*Инструкция к заданию*
Кто, согласно отрывку, по словам Успенского, пророчествовал о синтезе религии и новой науки?

*Отрывок*
Хинтон отталкивается в своих рассуждениях от Канта: время и пространство – категории познания, мир не может быть увиден таким, каков он есть в действительности. Однако английский математик не разделяет уныние многочисленных последователей немецкого философа. Да, «вещь в себе» недоступна нашему уму, но если категорию пространства использовать как практическое орудие, то ум может расширить свои горизонты. Для этого, собственно, и предназначен «тессеракт».

Успенский разделяет оптимизм Хинтона, но упражнения с геометрическими пазлами не кажутся ему решением проблемы. «По моему мнению упражнения Хинтона интересны со стороны теории, но практическое значение могут иметь только в отдельных случаях, для людей одного склада ума с самим Хинтоном»[78]. Судя по всему, себя Петр Демьянович к таким людям целиком отнести не может. Во всяком случае, значительная часть «Tertium Organum» посвящена методам расширения сознания, которые опираются не столько на математические аналогии, сколько на опыт мистиков, философов, художников и поэтов. Всем им открылись проблески «четвертого измерения». Выстроенная Успенским цепочка авторитетов – мистики всех религий от индуизма до ислама и христианства, греческие философы от элеатов до неоплатоников, художники и поэты от Данте до Уитмена. Но в почетном списке немало и имен ученых (Хинтон, Лобачевский, позднее к ним добавились Минковский и Эйнштейн). Наличие «четвертого измерения» доказывает и наука, если, конечно, она осмеливается снять с себя позитивистские шоры. Именно о подобном синтезе религии и новой науки пророчествовала Блаватская, пишет Успенский в завершении своего труда. «Что нам нужно теперь – это синтез! Слово синтез поставлено на знамени современного „теософического“ учения Блаватской»[79].

*Сохраненные данные*
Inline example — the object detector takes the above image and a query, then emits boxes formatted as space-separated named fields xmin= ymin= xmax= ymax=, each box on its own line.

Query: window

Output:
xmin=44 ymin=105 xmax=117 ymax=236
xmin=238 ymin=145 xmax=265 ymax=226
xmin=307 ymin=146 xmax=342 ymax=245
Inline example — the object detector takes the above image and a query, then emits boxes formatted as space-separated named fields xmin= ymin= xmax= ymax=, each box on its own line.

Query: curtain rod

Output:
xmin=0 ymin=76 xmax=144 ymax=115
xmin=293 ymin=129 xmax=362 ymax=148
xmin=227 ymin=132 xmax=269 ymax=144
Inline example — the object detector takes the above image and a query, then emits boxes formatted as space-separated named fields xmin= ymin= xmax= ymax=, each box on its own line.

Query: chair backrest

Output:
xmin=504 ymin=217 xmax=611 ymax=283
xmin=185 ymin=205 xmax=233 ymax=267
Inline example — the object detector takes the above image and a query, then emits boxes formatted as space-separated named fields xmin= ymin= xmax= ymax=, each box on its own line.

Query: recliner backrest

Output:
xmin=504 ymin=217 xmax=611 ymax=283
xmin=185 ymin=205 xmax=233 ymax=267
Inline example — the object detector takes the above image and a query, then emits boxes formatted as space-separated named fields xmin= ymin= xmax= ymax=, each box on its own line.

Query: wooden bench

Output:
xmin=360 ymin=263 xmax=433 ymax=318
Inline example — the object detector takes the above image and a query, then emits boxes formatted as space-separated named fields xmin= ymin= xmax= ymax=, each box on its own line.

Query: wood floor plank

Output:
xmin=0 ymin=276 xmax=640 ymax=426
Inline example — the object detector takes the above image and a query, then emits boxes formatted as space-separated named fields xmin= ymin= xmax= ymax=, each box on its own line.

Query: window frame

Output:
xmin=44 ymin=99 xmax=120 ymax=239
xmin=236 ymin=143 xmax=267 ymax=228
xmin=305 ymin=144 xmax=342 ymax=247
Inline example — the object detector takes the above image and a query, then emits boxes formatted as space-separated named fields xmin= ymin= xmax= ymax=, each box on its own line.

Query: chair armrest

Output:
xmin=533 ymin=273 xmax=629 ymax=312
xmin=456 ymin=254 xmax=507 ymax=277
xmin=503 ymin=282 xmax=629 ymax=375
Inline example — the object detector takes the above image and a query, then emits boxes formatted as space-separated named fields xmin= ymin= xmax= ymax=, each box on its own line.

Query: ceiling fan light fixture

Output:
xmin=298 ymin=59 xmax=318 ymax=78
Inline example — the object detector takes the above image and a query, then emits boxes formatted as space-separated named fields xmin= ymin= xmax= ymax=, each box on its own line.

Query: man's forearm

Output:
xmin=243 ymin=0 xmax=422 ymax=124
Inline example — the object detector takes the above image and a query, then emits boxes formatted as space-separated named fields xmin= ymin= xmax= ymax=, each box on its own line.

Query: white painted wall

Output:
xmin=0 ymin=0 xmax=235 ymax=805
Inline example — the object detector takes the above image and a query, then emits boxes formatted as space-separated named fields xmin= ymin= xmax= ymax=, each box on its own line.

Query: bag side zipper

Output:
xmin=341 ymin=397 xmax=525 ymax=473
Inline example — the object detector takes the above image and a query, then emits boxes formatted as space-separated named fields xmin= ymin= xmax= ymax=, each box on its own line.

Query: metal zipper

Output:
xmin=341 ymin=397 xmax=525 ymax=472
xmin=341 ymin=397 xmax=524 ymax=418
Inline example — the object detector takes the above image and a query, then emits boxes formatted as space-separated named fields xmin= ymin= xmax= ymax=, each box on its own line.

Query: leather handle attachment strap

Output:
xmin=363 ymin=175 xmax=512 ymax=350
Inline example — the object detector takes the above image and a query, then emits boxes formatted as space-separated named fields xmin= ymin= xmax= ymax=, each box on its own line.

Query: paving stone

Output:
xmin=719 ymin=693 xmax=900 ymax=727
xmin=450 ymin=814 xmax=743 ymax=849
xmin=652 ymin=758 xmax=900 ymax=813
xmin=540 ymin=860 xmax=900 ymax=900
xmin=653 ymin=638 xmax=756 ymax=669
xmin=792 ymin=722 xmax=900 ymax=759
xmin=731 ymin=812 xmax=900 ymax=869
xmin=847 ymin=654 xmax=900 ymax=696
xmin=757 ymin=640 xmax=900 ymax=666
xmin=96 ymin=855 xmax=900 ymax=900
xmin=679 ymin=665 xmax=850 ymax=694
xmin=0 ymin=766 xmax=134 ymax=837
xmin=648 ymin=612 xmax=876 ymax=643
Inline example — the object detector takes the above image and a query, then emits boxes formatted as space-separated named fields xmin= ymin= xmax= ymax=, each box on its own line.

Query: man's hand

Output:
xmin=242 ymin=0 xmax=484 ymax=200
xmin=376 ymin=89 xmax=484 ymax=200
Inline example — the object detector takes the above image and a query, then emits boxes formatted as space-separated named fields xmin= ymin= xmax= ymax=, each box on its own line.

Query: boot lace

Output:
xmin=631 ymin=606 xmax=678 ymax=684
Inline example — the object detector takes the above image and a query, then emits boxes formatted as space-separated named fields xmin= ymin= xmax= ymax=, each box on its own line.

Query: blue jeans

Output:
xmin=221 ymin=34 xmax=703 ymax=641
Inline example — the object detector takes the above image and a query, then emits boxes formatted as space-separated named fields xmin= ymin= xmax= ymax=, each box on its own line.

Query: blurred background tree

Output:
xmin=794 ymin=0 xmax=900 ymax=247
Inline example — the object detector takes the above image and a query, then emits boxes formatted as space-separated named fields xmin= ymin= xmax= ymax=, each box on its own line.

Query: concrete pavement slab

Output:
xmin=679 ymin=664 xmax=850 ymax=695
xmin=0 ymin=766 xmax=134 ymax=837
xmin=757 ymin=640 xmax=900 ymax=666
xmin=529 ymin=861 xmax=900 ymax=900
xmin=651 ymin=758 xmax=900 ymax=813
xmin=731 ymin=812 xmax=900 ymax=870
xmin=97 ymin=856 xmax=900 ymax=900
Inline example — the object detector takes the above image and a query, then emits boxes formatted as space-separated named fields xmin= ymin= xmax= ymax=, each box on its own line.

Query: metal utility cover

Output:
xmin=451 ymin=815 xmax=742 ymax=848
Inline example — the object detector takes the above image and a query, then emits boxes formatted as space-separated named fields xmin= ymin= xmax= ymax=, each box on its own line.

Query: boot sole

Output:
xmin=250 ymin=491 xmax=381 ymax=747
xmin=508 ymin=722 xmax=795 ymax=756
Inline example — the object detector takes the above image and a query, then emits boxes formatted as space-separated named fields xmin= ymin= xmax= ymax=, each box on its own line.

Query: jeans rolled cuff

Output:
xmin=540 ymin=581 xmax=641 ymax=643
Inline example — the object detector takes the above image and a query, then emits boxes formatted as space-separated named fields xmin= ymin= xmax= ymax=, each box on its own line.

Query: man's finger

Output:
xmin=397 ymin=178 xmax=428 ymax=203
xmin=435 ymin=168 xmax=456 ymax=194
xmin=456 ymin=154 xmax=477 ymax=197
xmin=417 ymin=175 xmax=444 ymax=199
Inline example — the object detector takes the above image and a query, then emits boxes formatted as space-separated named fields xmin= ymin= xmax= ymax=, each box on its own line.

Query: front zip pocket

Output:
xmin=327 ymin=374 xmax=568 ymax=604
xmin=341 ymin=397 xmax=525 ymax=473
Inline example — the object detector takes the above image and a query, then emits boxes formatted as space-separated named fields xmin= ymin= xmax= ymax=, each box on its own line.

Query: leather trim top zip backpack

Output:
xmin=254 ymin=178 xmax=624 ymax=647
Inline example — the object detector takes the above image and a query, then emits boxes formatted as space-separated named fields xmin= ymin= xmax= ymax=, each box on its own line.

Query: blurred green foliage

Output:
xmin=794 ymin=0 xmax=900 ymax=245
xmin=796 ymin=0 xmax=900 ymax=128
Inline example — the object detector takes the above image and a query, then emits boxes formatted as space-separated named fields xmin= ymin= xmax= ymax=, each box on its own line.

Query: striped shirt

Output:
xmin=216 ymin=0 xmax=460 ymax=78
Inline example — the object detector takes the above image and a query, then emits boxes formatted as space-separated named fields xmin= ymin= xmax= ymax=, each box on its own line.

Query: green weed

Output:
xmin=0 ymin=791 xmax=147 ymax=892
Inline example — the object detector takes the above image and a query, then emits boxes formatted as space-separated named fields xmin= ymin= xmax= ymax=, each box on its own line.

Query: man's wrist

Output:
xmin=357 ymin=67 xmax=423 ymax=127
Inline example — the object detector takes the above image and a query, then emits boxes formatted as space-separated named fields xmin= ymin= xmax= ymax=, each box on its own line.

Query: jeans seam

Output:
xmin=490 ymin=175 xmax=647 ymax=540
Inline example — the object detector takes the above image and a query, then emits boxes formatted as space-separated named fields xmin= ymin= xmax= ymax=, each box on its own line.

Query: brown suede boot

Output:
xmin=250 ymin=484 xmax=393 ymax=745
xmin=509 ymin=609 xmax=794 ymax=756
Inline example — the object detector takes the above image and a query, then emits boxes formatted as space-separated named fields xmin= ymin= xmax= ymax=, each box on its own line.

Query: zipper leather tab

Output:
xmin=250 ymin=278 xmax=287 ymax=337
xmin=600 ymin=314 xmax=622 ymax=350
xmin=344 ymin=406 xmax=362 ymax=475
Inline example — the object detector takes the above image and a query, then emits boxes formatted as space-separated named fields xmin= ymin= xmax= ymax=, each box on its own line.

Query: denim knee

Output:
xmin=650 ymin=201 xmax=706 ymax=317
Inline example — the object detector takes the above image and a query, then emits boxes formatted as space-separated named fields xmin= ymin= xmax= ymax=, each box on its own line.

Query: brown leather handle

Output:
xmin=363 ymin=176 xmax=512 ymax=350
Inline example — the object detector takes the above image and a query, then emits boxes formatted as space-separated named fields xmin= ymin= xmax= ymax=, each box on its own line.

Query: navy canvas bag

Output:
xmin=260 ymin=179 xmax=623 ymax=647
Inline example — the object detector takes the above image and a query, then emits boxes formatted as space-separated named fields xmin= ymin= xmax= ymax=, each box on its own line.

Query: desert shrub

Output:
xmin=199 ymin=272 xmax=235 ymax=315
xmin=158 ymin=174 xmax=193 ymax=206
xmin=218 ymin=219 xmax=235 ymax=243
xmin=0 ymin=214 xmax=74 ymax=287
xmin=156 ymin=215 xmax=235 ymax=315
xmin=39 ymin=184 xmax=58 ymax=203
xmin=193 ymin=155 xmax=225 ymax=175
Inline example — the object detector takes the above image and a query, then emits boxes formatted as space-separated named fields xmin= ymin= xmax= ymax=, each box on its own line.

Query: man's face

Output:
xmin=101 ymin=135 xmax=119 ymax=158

*Результат выполнения*
Блаватская.